Learn More About Traffic Records
States maintain their own highway safety data as well. And many states have a Traffic Records Coordinating Committee (TRCC) that includes managers, collectors and users of traffic records, public health and injury control data. States are working to standardize and link their data systems.
SAFETEA-LU, the current federal highway bill, established the Section 408 State Traffic Safety Information System Improvement Grants program to encourage states to improve the timeliness, accuracy, completeness, uniformity, integration and accessibility of their state safety information; encourage linkage of data systems; and improve the compatibility of state and national data.
GHSA and its member State Highway Safety Offices (SHSOs) are involved in many traffic records efforts. GHSA serves as a liaison to the the Association of Transportation Safety Information Professionals, a professional association that works to further the development and sharing of traffic records system procedures, tools, and professionalism.
GHSA is also managing the Model Minimum Uniform Crash Criteria (MMUCC) update process with funding from the National Highway Traffic Safety Administration (NHTSA). MMUCC are voluntary guidelines originally developed in response to requests by states interested in improving and standardizing their state crash data.
By providing a "minimum" set of data elements, MMUCC helps states collect reliable crash data, effectively guide enforcement planning, and shape sound traffic safety policy. The 3rd Edition of MMUCC was released in July 2008. An improved 4th Edition is expected to be completed early next year.
- MMUCC Website
- News Release: Changes to Crash Data Guidelines Posted and Available for Final Review (Sept. 8, 2011)
Excerpted from GHSA's Highway Safety Policies & Priorities [115 KB, 27 pgs.]
L. Traffic Records
L.1 Uniform Data Collection and Reporting
States rely heavily on traffic records in order to identify highway safety problems, select program
alternatives and evaluate the effectiveness of safety programs. GHSA believes that accurate
federal and state data collection, reporting, analysis and linkage are critical to the success of
highway safety programs and also provide the basis for program evaluation and cost-benefit
Crash data standardization is needed to measure progress in highway safety across the nation.

● **WRITTEN TASKS**
(1) Copy the traffic records passage word for word from "GHSA is also" to "(Sept. 8, 2011)".
(2) Resume the traffic records passage at the point where it stops, and extend it with further text.
The material that comes after this has no connection to the passage on traffic records.

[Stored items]
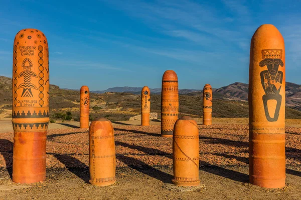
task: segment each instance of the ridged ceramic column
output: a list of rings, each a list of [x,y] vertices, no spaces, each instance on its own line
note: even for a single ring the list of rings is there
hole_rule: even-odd
[[[90,109],[90,92],[87,86],[83,86],[80,88],[80,108],[79,110],[79,128],[89,128],[89,114]]]
[[[173,182],[179,186],[199,186],[199,128],[196,121],[189,116],[178,120],[173,139]]]
[[[44,181],[49,121],[48,44],[36,29],[20,30],[13,60],[13,181]]]
[[[212,88],[206,84],[203,90],[203,124],[212,124]]]
[[[114,129],[105,118],[93,121],[89,128],[91,184],[105,186],[116,182]]]
[[[250,182],[285,185],[285,72],[283,38],[271,24],[251,41],[249,78]]]
[[[149,126],[150,112],[150,92],[147,86],[142,88],[141,92],[141,124]]]
[[[164,72],[161,92],[161,135],[172,137],[179,114],[178,76],[172,70]]]

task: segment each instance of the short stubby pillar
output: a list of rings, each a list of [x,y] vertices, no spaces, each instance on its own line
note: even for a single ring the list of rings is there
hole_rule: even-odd
[[[161,92],[161,135],[172,137],[179,114],[178,76],[172,70],[164,72]]]
[[[106,186],[116,182],[114,129],[105,118],[93,121],[89,128],[91,184]]]
[[[212,88],[206,84],[203,90],[203,124],[212,124]]]
[[[149,126],[150,112],[150,92],[147,86],[144,86],[141,92],[141,124]]]
[[[199,179],[199,128],[189,116],[180,118],[175,124],[173,138],[173,182],[179,186],[198,186]]]
[[[80,88],[80,107],[79,108],[79,128],[89,128],[89,114],[90,109],[90,92],[88,86]]]
[[[250,182],[264,188],[285,185],[285,74],[283,38],[262,25],[250,50],[249,160]]]
[[[44,181],[46,132],[49,121],[49,68],[47,40],[36,29],[20,30],[13,60],[13,181]]]

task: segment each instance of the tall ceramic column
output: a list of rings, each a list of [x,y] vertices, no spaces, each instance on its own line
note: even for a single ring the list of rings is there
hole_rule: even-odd
[[[79,128],[89,128],[89,114],[90,109],[90,92],[87,86],[80,88],[80,108],[79,109]]]
[[[36,29],[16,36],[13,61],[13,181],[46,179],[46,132],[49,121],[48,44]]]
[[[250,182],[285,185],[285,72],[283,38],[271,24],[251,41],[249,78]]]
[[[206,84],[203,90],[203,124],[212,124],[212,88]]]
[[[179,186],[197,186],[199,179],[199,128],[189,116],[180,118],[175,124],[173,138],[173,182]]]
[[[147,86],[142,88],[141,92],[141,124],[149,126],[150,112],[150,92]]]
[[[161,135],[172,137],[179,114],[178,76],[172,70],[164,72],[161,92]]]
[[[116,156],[114,129],[105,118],[93,121],[89,128],[89,182],[105,186],[116,182]]]

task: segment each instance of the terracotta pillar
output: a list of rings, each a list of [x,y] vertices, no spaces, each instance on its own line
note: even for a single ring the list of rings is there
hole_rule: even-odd
[[[83,86],[80,88],[80,108],[79,110],[79,128],[89,128],[89,112],[90,109],[90,92],[88,86]]]
[[[189,116],[178,120],[173,139],[173,182],[179,186],[198,186],[199,128],[196,121]]]
[[[283,38],[262,25],[250,51],[249,160],[250,182],[264,188],[285,185],[285,74]]]
[[[141,124],[149,126],[150,112],[150,92],[147,86],[142,88],[141,92]]]
[[[161,135],[172,137],[179,114],[178,76],[172,70],[164,72],[161,92]]]
[[[44,181],[49,121],[48,44],[36,29],[16,36],[13,60],[13,181]]]
[[[212,124],[212,88],[206,84],[203,90],[203,124]]]
[[[89,128],[91,184],[105,186],[116,182],[114,129],[105,118],[93,121]]]

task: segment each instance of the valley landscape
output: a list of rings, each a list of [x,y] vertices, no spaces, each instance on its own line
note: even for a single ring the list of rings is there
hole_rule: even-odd
[[[179,92],[180,116],[196,120],[199,131],[199,176],[195,188],[175,186],[172,138],[161,133],[161,94],[151,90],[149,126],[129,120],[140,114],[141,88],[120,87],[90,93],[90,120],[112,121],[117,182],[89,184],[88,129],[79,128],[79,91],[50,86],[45,182],[12,181],[13,132],[11,78],[0,76],[0,200],[299,199],[301,194],[300,86],[287,83],[286,106],[286,185],[267,189],[249,183],[248,86],[235,82],[213,90],[213,124],[202,124],[202,91]],[[140,91],[139,91],[140,90]],[[159,92],[158,92],[159,91]]]

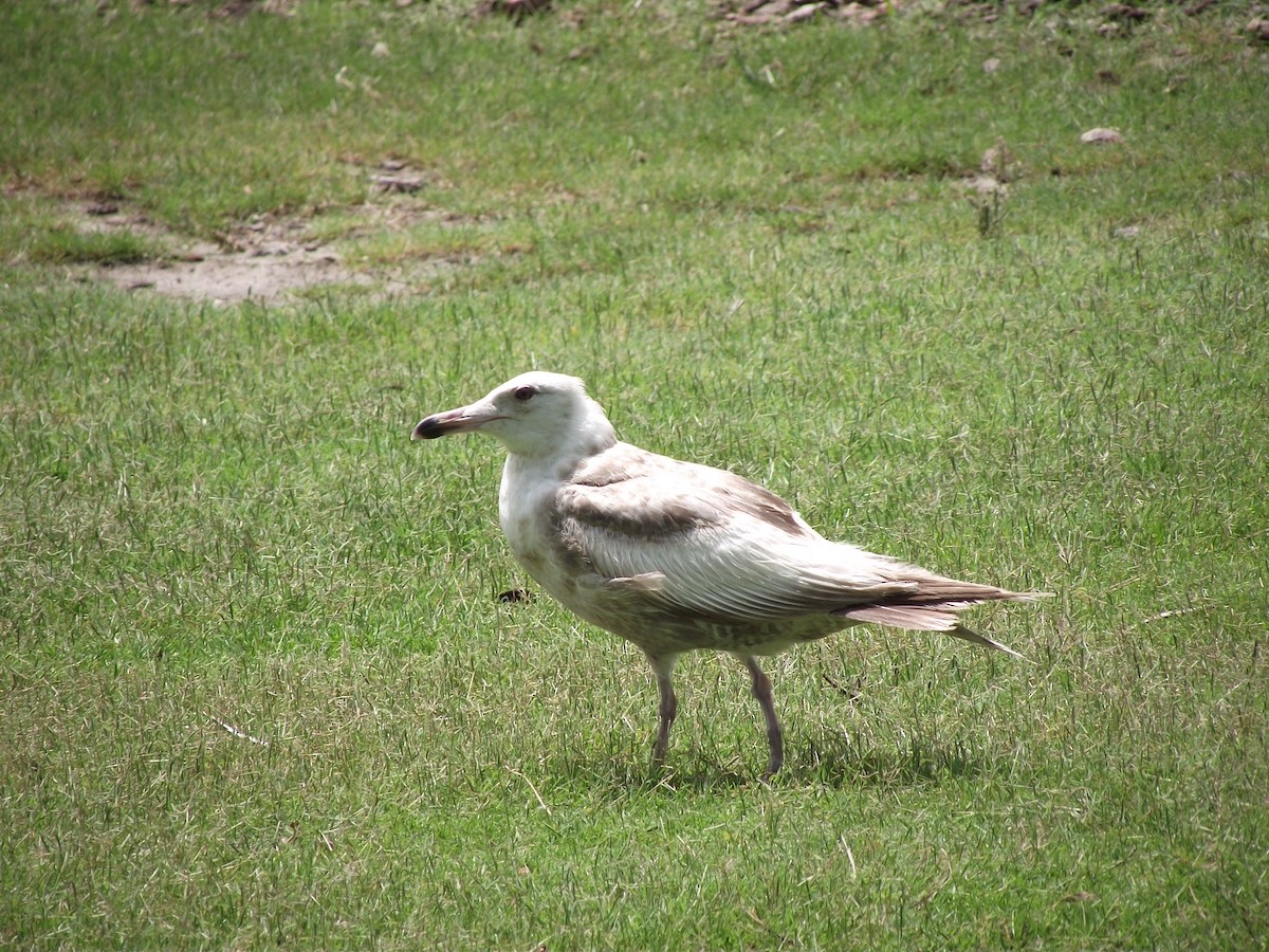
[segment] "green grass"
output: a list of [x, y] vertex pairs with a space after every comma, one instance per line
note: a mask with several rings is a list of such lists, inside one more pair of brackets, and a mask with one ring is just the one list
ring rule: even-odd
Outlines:
[[[1123, 39], [1080, 6], [214, 9], [0, 5], [0, 943], [1264, 947], [1246, 9]], [[386, 156], [430, 184], [377, 195]], [[388, 298], [131, 296], [67, 279], [152, 254], [67, 231], [96, 194], [311, 218], [371, 273], [471, 259]], [[651, 770], [641, 656], [495, 598], [527, 584], [497, 447], [407, 440], [530, 366], [829, 536], [1055, 592], [975, 616], [1033, 664], [794, 650], [768, 787], [744, 673], [688, 658]]]

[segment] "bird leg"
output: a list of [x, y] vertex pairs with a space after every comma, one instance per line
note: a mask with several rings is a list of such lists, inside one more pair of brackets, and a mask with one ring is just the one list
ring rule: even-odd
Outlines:
[[780, 731], [780, 722], [775, 716], [775, 701], [772, 697], [770, 678], [758, 666], [758, 661], [753, 655], [745, 656], [745, 666], [749, 668], [749, 673], [754, 677], [754, 698], [763, 708], [763, 718], [766, 721], [766, 745], [770, 748], [772, 757], [766, 762], [766, 772], [763, 774], [763, 779], [769, 779], [775, 776], [784, 763], [784, 734]]
[[676, 660], [678, 655], [648, 658], [661, 694], [661, 703], [656, 711], [660, 720], [656, 727], [656, 744], [652, 745], [652, 767], [665, 765], [665, 751], [670, 746], [670, 725], [674, 724], [674, 716], [679, 711], [679, 699], [674, 696], [674, 683], [670, 679]]

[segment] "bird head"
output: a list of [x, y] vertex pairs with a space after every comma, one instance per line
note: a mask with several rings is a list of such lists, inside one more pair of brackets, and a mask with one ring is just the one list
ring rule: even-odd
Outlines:
[[420, 420], [410, 439], [450, 433], [487, 433], [513, 454], [525, 457], [586, 456], [617, 439], [580, 380], [546, 371], [522, 373], [475, 404]]

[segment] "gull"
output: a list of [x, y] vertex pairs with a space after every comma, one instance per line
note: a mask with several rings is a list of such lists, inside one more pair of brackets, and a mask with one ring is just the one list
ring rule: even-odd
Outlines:
[[957, 613], [1047, 594], [957, 581], [831, 542], [733, 472], [618, 440], [576, 377], [523, 373], [425, 418], [411, 439], [452, 433], [487, 433], [506, 448], [497, 510], [515, 560], [571, 612], [647, 656], [660, 693], [655, 767], [665, 763], [678, 712], [671, 675], [685, 651], [726, 651], [749, 669], [769, 778], [784, 741], [759, 658], [863, 623], [943, 632], [1022, 658]]

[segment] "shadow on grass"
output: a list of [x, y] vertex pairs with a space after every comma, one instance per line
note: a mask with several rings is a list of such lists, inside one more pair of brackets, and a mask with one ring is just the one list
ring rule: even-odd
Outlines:
[[636, 791], [669, 795], [711, 793], [756, 784], [777, 790], [808, 784], [848, 790], [851, 787], [937, 787], [947, 781], [987, 777], [1000, 767], [981, 751], [956, 741], [910, 740], [900, 748], [862, 748], [845, 736], [803, 740], [791, 745], [784, 767], [770, 781], [760, 778], [765, 763], [755, 755], [753, 763], [739, 757], [721, 759], [708, 751], [670, 751], [664, 769], [645, 759], [632, 759], [628, 750], [598, 750], [563, 755], [556, 762], [560, 773], [571, 781], [609, 787], [621, 795]]

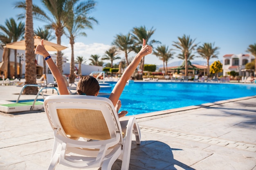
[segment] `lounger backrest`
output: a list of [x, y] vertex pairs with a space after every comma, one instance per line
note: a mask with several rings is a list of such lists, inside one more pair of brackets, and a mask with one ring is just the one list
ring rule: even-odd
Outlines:
[[63, 136], [105, 140], [115, 137], [117, 132], [122, 134], [117, 114], [107, 98], [51, 96], [45, 100], [44, 107], [52, 128]]
[[70, 137], [94, 140], [110, 139], [108, 125], [100, 110], [83, 109], [57, 109], [61, 126]]

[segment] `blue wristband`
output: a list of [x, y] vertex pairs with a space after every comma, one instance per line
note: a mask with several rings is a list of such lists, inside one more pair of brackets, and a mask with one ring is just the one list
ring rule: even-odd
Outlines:
[[51, 57], [51, 56], [49, 56], [48, 57], [46, 57], [45, 58], [45, 60], [46, 61], [47, 60], [51, 58], [52, 57]]

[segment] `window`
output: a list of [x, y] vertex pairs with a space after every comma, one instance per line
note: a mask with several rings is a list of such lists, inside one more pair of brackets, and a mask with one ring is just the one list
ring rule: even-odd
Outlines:
[[243, 60], [243, 65], [245, 65], [248, 63], [248, 60], [247, 59], [244, 59]]
[[226, 59], [225, 60], [225, 65], [229, 65], [230, 64], [229, 59]]
[[239, 65], [239, 59], [238, 58], [233, 58], [232, 62], [232, 65]]

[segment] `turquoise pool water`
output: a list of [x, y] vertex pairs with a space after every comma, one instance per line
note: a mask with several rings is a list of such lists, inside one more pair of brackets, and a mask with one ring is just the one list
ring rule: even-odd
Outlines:
[[[112, 87], [116, 83], [108, 83]], [[132, 115], [254, 95], [252, 84], [135, 82], [124, 88], [121, 110]]]

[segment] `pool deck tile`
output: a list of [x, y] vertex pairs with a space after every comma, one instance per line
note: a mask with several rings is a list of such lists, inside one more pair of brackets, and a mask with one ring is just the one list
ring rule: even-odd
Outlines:
[[[0, 87], [0, 101], [16, 100], [20, 90]], [[253, 96], [136, 116], [141, 142], [132, 143], [129, 169], [256, 170], [255, 103]], [[43, 110], [0, 112], [0, 169], [47, 168], [54, 141]]]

● **EXPECTED RESPONSES**
(1)
GHSA is also managing the Model Minimum Uniform Crash Criteria (MMUCC) update process with funding from the National Highway Traffic Safety Administration (NHTSA). MMUCC are voluntary guidelines originally developed in response to requests by states interested in improving and standardizing their state crash data.
By providing a "minimum" set of data elements, MMUCC helps states collect reliable crash data, effectively guide enforcement planning, and shape sound traffic safety policy. The 3rd Edition of MMUCC was released in July 2008. An improved 4th Edition is expected to be completed early next year.
- MMUCC Website
- News Release: Changes to Crash Data Guidelines Posted and Available for Final Review (Sept. 8, 2011)

(2)
GHSA encourages state and local jurisdictions to implement the uniform crash data elements of
the Model Minimum Uniform Crash Criteria (MMUCC). States are also encouraged to collect the
uniform data elements of the National EMS Information System (NEMSIS).
GHSA also supports the development of integrated state traffic records systems with linkage
between databases such as MMUCC, NEMSIS, driver, vehicle, roadway, citation and
adjudication and other injury databases.
L.2 DUI Information Systems
GHSA supports states’ efforts to create and implement DUI information systems for the purpose
of tracking offenders from arrest through imposition and completion of administrative or judicial
sanction, identifying the problems associated with impaired driving and effectively evaluating
countermeasures. NHTSA has developed guidelines for a model state DUI information system.
GHSA supports the model guidelines and urges the federal government to provide adequate
funding for implementation of state automated DUI information systems that are consistent with
the model guidelines to the maximum extent practicable. Additionally, NHTSA should provide the
necessary leadership to promote DUI information systems, convey their importance to states,
collaborate with other federal agencies to link DUI-related databases, provide technical
assistance and promote best practices.
L.3 DUI Records Retention
In order to identify repeat offenders, it is important to retain drunk driving records for a long time
and allow for long “look back” periods. States are urged to retain drunk driving records to allow at
least a 10-year look back period.
L.4 Driver Records
GHSA supports the concept of one driver, one driver’s license record. GHSA supports the
development of an electronic system for the collection of driver licensing and driver history
information since such a system will facilitate the exchange of driver licensing and history
information between states. However, the development and implementation of such a national
system will be extremely costly. Hence, the federal government should provide adequate funding
to states so that they can develop an appropriate electronic system that meets both federal
requirements and state needs.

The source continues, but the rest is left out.